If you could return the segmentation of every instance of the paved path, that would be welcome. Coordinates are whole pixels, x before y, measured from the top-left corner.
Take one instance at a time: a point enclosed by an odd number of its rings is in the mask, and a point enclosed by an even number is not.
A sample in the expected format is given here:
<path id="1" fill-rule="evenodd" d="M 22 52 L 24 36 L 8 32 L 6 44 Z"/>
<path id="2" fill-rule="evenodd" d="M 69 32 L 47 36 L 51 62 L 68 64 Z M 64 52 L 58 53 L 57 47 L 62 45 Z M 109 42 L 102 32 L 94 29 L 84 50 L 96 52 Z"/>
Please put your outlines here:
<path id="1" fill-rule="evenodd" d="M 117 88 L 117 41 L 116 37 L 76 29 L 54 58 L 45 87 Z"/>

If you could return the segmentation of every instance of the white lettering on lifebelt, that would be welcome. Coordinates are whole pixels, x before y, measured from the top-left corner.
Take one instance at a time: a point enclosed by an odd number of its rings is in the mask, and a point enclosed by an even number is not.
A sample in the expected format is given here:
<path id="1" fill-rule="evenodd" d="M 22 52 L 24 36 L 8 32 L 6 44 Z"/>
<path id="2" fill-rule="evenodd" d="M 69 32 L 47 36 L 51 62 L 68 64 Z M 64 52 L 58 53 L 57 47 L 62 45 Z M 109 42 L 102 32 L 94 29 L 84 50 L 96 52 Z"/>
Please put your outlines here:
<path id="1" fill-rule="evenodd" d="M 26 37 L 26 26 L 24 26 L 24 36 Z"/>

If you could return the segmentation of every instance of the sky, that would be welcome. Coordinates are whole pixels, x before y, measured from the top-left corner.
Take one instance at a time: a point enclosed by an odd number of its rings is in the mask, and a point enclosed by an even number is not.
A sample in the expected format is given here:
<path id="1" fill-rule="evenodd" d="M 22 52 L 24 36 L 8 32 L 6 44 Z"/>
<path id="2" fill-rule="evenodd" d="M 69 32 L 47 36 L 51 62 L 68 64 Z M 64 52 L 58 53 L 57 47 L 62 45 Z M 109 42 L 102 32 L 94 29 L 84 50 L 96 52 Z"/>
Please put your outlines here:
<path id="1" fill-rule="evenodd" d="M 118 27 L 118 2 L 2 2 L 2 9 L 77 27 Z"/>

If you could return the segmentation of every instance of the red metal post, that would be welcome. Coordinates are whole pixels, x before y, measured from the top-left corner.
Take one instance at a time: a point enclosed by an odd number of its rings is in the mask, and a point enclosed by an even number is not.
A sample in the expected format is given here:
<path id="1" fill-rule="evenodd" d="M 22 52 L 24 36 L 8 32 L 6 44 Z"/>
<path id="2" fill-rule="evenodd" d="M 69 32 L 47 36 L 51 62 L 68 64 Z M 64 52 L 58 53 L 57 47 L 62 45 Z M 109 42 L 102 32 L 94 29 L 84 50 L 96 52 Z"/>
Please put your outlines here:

## EXERCISE
Rewrite all of the records above, changing every occurrence of "whole pixels" to "integer pixels" and leaving everything else the same.

## RESPONSE
If you could return the segmentation of every instance of the paved path, that would be welcome. Coordinates are integer pixels, x before y, measured from the top-left corner.
Take one instance at a time: a point enclosed by an odd number of its rings is in the mask, and a point enclosed by an even number is not.
A sample in the expected format is given here:
<path id="1" fill-rule="evenodd" d="M 22 52 L 24 36 L 8 32 L 6 44 Z"/>
<path id="2" fill-rule="evenodd" d="M 69 32 L 47 36 L 51 62 L 68 64 Z M 64 52 L 58 53 L 57 47 L 62 45 Z M 109 42 L 102 32 L 94 29 L 84 50 L 96 52 Z"/>
Please put your outlines here:
<path id="1" fill-rule="evenodd" d="M 117 88 L 117 41 L 116 37 L 76 29 L 54 58 L 45 87 Z"/>

If you could return the segmentation of every instance of the white lettering on lifebelt, that would be welcome. Coordinates are integer pixels, x before y, measured from the top-left corner.
Take one instance at a time: a point enclosed by an odd number of its rings is in the mask, and a point enclosed by an even number is not.
A sample in the expected format is given here:
<path id="1" fill-rule="evenodd" d="M 22 52 L 24 36 L 8 32 L 6 44 Z"/>
<path id="2" fill-rule="evenodd" d="M 69 32 L 47 36 L 51 62 L 68 64 Z M 64 52 L 58 53 L 57 47 L 62 45 Z M 109 42 L 102 32 L 94 29 L 84 50 L 96 52 Z"/>
Please put your outlines here:
<path id="1" fill-rule="evenodd" d="M 26 37 L 26 26 L 24 26 L 24 36 Z"/>

If you could return the segmentation of every instance of the sky, that would be welcome. Coordinates are integer pixels, x before y, measured from the top-left corner.
Take one instance at a time: a point enclosed by an odd number of its rings is in the mask, and a point enclosed by an even number is not.
A sample in the expected format is given here:
<path id="1" fill-rule="evenodd" d="M 22 52 L 24 36 L 8 32 L 6 44 Z"/>
<path id="2" fill-rule="evenodd" d="M 69 32 L 47 36 L 51 62 L 68 64 Z M 64 52 L 58 53 L 57 47 L 62 45 Z M 109 42 L 102 32 L 94 29 L 84 50 L 96 52 Z"/>
Please put your outlines here:
<path id="1" fill-rule="evenodd" d="M 118 27 L 118 2 L 2 2 L 2 9 L 77 27 Z"/>

If you could return the segmentation of every instance of the red metal post, that would be welcome. Coordinates are integer pixels, x before y, measured from the top-left corner.
Take one instance at a time: a point enclosed by an odd number of its rings is in the mask, and a point enclosed by an even number is not.
A sample in the expected format is given here:
<path id="1" fill-rule="evenodd" d="M 22 52 L 24 36 L 8 32 L 6 44 Z"/>
<path id="2" fill-rule="evenodd" d="M 69 32 L 47 36 L 51 62 L 68 64 Z M 64 52 L 58 53 L 57 47 L 62 45 Z M 109 42 L 102 32 L 94 29 L 84 50 L 96 52 Z"/>
Please put your outlines here:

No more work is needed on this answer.